Tuesday, June 20, 2006

Replay! Part Two.

"How can we put replayability in our games most efficiently?"

It's an important question.

A lot of people suggest variation. Let the player go through as a warrior, or a mage, or whatever. Let him choose good or evil. It's certainly the most popular assumption, but I don't think it's correct.

Actually, I think it's accidentally accomplishing a goal which could be accomplished much cheaper.

You might not replay many games. I do. What games do you replay? What games do I replay?

Well, I replay Quest for Glory 1-4, System Shock II, Carnage Heart, DOAXBV, Chrono Trigger, Valkyrie Profile, Brigandine, and Spades.

What do these games have in common?

Not a god-damn thing. Not one single thing. Some of them actively suck.
━━━━━━━━
- TASKS FOR THIS EXERCISE:
(1) In the blog post on replayability, why does the writer doubt that variation, such as letting the player choose warrior or mage or good or evil, is the right way to add replayability?
(2) Continue the blog post on replayability from its final paragraph.
━━━━━━━━
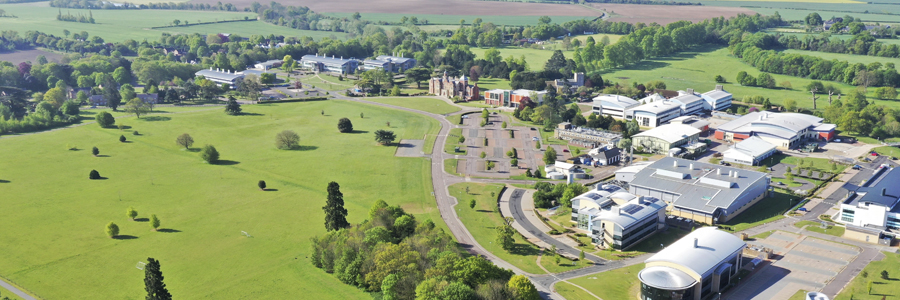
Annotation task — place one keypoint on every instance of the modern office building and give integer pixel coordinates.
(617, 219)
(706, 193)
(784, 130)
(663, 138)
(697, 266)
(613, 105)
━━━━━━━━
- RESULTS OF THE TASKS:
(1) The writer thinks variation reaches the goal of replayability only by accident, and that the same goal could be reached much more cheaply.

(2)
Some of them offer "multiple paths", but you know what? I never follow them. By the time I replay the game, I've forgotten enough that I'm just looking to have a very similar experience to what I had before. Sometimes, after my very first play through, I'll sit down and immediately play again with a different "path". However, it's rare that I'll finish that play, because I'll get "played out" before reaching the end.

I've tried to play these games using other styles, but I usually just can't do it. It's just not as interesting to me. So, obviously, their extremely high replay values don't come from being able to play different ways.

I always play a mage, a hacker, a scientific expansionist, and a volleyball player with unconvincing breasts.

But the games with the highest replay value typically allow me to play as a thief, a soldier, a berserker, and... a different volleyball player with unconvincing breasts. Even if I don't choose to.

So perhaps there is something that happens because of this design feature.

I think it's extraneous patterns.

Okay, most of you probably don't have a clue what I'm talking about.

When you play a game, you're really pounding through patterns. Sometimes, this is extremely obvious: gotta dodge the bullets, gotta level optimally, whatever. Most games focus on these kinds of central patterns.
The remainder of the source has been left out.